• Description of the task
Write the entries out again. Each one must match exactly.

==== Records ====

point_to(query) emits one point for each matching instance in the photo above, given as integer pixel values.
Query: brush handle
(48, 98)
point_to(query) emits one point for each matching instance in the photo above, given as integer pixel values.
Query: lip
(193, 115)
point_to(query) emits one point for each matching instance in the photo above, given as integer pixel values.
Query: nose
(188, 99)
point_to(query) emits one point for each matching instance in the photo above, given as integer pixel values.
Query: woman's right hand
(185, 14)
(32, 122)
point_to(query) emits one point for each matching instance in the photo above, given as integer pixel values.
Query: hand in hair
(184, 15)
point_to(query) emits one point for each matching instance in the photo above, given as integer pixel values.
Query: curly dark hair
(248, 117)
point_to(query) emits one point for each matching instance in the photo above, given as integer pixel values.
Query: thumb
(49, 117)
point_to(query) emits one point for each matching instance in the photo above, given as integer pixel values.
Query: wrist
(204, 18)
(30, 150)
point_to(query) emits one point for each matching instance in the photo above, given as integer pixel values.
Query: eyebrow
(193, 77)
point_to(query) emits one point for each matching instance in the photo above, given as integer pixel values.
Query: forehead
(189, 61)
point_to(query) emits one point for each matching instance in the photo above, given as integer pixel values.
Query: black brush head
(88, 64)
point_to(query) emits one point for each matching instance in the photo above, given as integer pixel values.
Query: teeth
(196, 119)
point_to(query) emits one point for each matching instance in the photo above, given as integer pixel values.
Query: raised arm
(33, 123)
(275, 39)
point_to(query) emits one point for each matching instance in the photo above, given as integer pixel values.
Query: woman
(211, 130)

====

• Solution for this task
point_to(query) emits one point for each matching instance in the photo above, given as integer pixel values.
Query: brush handle
(48, 98)
point_to(query) emits one point for each matching instance in the photo above, given as integer pixel values.
Query: lip
(193, 115)
point_to(query) emits one point for each matching instance in the photo above, given as integer pixel values.
Query: nose
(188, 99)
point_to(query) emits one point for each matching instance in the photo above, given as integer pixel values.
Query: woman's right hand
(185, 14)
(32, 122)
point_to(query) emits one point for each matching instance in the photo above, given as integer pixel values.
Query: hand in hair
(184, 15)
point_to(query) emits one point for each matching instance in the photo above, given as integer pixel values.
Query: curly dark hair
(248, 117)
point_to(query) emits one point for each matching instance in the photo above, given as integer pixel values.
Query: thumb
(49, 117)
point_to(query) emits one point for each matching instance in the photo above, given as integer pixel values.
Query: wrist
(204, 18)
(30, 150)
point_to(query) emits one point for each matching instance in the photo above, given as integer pixel values.
Query: eyebrow
(193, 77)
point_to(query) emits one point for each matching instance in the photo above, given as integer pixel values.
Query: forehead
(189, 61)
point_to(query) emits one point for each matching instance in the photo above, given as integer pixel values.
Query: black brush head
(88, 64)
point_to(query) emits one point for each matching instance in the photo above, given as integer pixel values.
Query: teeth
(196, 119)
point_to(query) emits one point for each matching instance in the photo above, given as integer pixel values.
Query: raised arm
(33, 123)
(275, 39)
point_to(query) emits one point for each matching instance in the photo above, given as integer pixel values.
Query: woman
(211, 130)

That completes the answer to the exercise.